• **TASK DESCRIPTION**
Copy out the material below line for line, with no changes.

** Start of RECORDS TO PROCESS **

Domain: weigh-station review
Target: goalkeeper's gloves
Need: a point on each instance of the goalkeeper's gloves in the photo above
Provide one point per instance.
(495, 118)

** End of RECORDS TO PROCESS **

• **OUTPUT OF THE EXERCISE**
Domain: weigh-station review
Target: goalkeeper's gloves
Need: a point on each instance of the goalkeeper's gloves in the photo above
Provide one point per instance.
(495, 118)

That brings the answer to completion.